[Activity]: Retype each entry below, keeping every character the same.
-------
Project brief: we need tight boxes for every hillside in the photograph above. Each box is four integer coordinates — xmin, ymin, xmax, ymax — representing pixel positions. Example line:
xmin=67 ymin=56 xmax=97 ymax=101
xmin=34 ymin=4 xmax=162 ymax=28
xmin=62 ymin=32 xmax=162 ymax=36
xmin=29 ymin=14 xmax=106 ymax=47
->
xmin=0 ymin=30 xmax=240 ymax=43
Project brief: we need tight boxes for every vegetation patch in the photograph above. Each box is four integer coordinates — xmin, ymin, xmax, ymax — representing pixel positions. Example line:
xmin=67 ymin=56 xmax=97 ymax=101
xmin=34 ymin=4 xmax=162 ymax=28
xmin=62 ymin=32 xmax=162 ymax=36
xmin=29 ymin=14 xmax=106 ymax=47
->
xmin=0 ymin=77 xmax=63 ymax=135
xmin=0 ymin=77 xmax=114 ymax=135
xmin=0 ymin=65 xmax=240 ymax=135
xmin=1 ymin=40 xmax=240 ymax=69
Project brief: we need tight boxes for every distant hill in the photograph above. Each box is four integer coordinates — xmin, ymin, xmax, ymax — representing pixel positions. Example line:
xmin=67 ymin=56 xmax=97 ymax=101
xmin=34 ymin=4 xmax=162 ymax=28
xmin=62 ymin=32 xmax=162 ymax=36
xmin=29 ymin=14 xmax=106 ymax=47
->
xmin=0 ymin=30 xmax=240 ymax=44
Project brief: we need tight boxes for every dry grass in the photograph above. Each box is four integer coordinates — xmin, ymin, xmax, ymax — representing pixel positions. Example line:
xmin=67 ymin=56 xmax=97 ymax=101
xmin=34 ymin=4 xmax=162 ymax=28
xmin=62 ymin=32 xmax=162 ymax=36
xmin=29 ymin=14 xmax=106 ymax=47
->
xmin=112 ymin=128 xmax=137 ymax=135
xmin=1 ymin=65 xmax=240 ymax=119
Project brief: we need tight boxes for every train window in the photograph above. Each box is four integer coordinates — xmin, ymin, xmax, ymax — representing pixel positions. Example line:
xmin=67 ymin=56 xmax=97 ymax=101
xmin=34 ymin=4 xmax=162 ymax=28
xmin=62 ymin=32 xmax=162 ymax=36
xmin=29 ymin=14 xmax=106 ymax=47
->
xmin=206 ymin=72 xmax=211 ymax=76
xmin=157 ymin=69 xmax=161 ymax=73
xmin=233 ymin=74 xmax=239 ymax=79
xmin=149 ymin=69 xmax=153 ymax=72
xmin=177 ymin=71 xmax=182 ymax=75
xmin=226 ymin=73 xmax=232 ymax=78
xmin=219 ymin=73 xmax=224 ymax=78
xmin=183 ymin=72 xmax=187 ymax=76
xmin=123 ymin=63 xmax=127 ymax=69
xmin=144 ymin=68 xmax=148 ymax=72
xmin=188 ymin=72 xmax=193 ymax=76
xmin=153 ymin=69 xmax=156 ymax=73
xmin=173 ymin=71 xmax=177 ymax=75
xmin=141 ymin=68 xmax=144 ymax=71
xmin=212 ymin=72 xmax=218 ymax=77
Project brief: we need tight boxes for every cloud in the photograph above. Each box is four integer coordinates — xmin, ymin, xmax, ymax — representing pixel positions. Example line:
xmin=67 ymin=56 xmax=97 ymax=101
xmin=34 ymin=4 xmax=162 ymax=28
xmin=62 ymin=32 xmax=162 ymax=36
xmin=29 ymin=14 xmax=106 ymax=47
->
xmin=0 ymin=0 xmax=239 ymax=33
-------
[Answer space]:
Project brief: we need tight boxes for every hillside in the photograph above. Each box is four integer coordinates — xmin, ymin, xmax, ymax — representing pixel positions. Example line:
xmin=67 ymin=56 xmax=97 ymax=101
xmin=34 ymin=4 xmax=162 ymax=28
xmin=62 ymin=32 xmax=162 ymax=36
xmin=29 ymin=14 xmax=106 ymax=47
->
xmin=0 ymin=30 xmax=240 ymax=43
Project brief: we need tight boxes for every vegetation patch in the photograph above. Each box is four integer coordinates — xmin, ymin, xmax, ymax — representing pixel positions. Example line:
xmin=67 ymin=56 xmax=97 ymax=101
xmin=34 ymin=4 xmax=162 ymax=28
xmin=62 ymin=32 xmax=162 ymax=36
xmin=29 ymin=14 xmax=106 ymax=47
->
xmin=0 ymin=77 xmax=63 ymax=135
xmin=0 ymin=77 xmax=114 ymax=135
xmin=0 ymin=65 xmax=240 ymax=135
xmin=1 ymin=40 xmax=240 ymax=69
Project brief: we need tight boxes for every distant hill in the photograph above. Each box is four integer coordinates — xmin, ymin, xmax, ymax — representing pixel positions. Example line:
xmin=67 ymin=56 xmax=97 ymax=101
xmin=34 ymin=4 xmax=162 ymax=28
xmin=62 ymin=32 xmax=162 ymax=36
xmin=29 ymin=14 xmax=106 ymax=47
->
xmin=0 ymin=30 xmax=240 ymax=44
Project brief: we need tight boxes for every dry grass in the photograph above. Each box is four integer coordinates — xmin, ymin, xmax, ymax — representing pixel positions. Example line:
xmin=67 ymin=56 xmax=97 ymax=101
xmin=34 ymin=4 xmax=162 ymax=28
xmin=62 ymin=32 xmax=162 ymax=36
xmin=29 ymin=14 xmax=106 ymax=47
->
xmin=112 ymin=128 xmax=137 ymax=135
xmin=1 ymin=65 xmax=240 ymax=119
Project brief: we need tight boxes for every train window in the photograph above. Each box is four integer coordinates — xmin, ymin, xmax, ymax — representing pixel positions. Example line:
xmin=67 ymin=56 xmax=97 ymax=101
xmin=34 ymin=4 xmax=162 ymax=28
xmin=62 ymin=32 xmax=162 ymax=36
xmin=29 ymin=14 xmax=106 ymax=47
->
xmin=206 ymin=72 xmax=211 ymax=76
xmin=157 ymin=69 xmax=161 ymax=73
xmin=233 ymin=74 xmax=239 ymax=79
xmin=149 ymin=69 xmax=153 ymax=72
xmin=177 ymin=71 xmax=182 ymax=75
xmin=226 ymin=73 xmax=232 ymax=78
xmin=219 ymin=73 xmax=224 ymax=78
xmin=183 ymin=72 xmax=187 ymax=76
xmin=123 ymin=63 xmax=127 ymax=69
xmin=144 ymin=68 xmax=148 ymax=72
xmin=188 ymin=72 xmax=193 ymax=76
xmin=153 ymin=69 xmax=156 ymax=73
xmin=173 ymin=71 xmax=177 ymax=75
xmin=141 ymin=68 xmax=144 ymax=71
xmin=212 ymin=72 xmax=218 ymax=77
Project brief: we need tight boxes for every cloud in the photograph above. Each box is four integer coordinates — xmin, ymin, xmax, ymax — representing pixel positions. Example line:
xmin=67 ymin=56 xmax=97 ymax=101
xmin=34 ymin=4 xmax=162 ymax=28
xmin=62 ymin=32 xmax=162 ymax=36
xmin=29 ymin=14 xmax=106 ymax=47
->
xmin=0 ymin=0 xmax=239 ymax=33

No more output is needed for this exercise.